BEGIN DOCUMENT EXCERPT

Eukaryotic chromodomains

From The Gypsy Database

The chromatin organization modifier (chromodomain) is a protein domain of 40-50 amino acids involved in chromatin remodeling and regulation of gene expression in eukaryotes (Koonin, Zhou and Lucchesi 1995; Cavalli and Paro 1998). Examples of chromodomains are for instance, the Drosophila melanogaster Heterochromatin Protein 1 (HP1), the Histone acetyltransferase MOF, the protein Polycomb (PC), and the Suppressor of variegation (Suvar).

END DOCUMENT EXCERPT
BEGIN PROVIDED DATA

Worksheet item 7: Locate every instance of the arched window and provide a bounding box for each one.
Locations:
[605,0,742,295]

END PROVIDED DATA

TO DO
1 - Reproduce the passage of the chromodomain excerpt that starts with "The chromatin organization" and continues through "of variegation (Suvar).".
2 - Continue the chromodomain excerpt from the point where it stops.

ANSWERS TO THIS EXERCISE
1 -
The chromatin organization modifier (chromodomain) is a protein domain of 40-50 amino acids involved in chromatin remodeling and regulation of gene expression in eukaryotes (Koonin, Zhou and Lucchesi 1995; Cavalli and Paro 1998). Examples of chromodomains are for instance, the Drosophila melanogaster Heterochromatin Protein 1 (HP1), the Histone acetyltransferase MOF, the protein Polycomb (PC), and the Suppressor of variegation (Suvar).

2 -
Chromodomains have been identified in a variety of proteins that play a role in chromatin modification, including factors that activate and repress transcription. Several studies have demonstrated that chromodomains are responsible for chromatin targeting and for interactions between different proteins as a stand-alone protein interaction module (Cowell and Austin 1997; Strutt and Paro 1997; Lachner et al. 2001, as a RNA-binding module (Akhtar et al. 2000), and most recently, as a DNA-binding module (Bouazoune et al. 2002). Accounting that the chromodomain confers binding specificity to chromatin, these functions may in fact be interdependent (Kelley et al. 1999). Also, a second chromodomain motif termed chromoshadow domain has been described at the C-terminal end of several chromodomain-containing proteins such as HP1 (Aasland and Stewart 1995).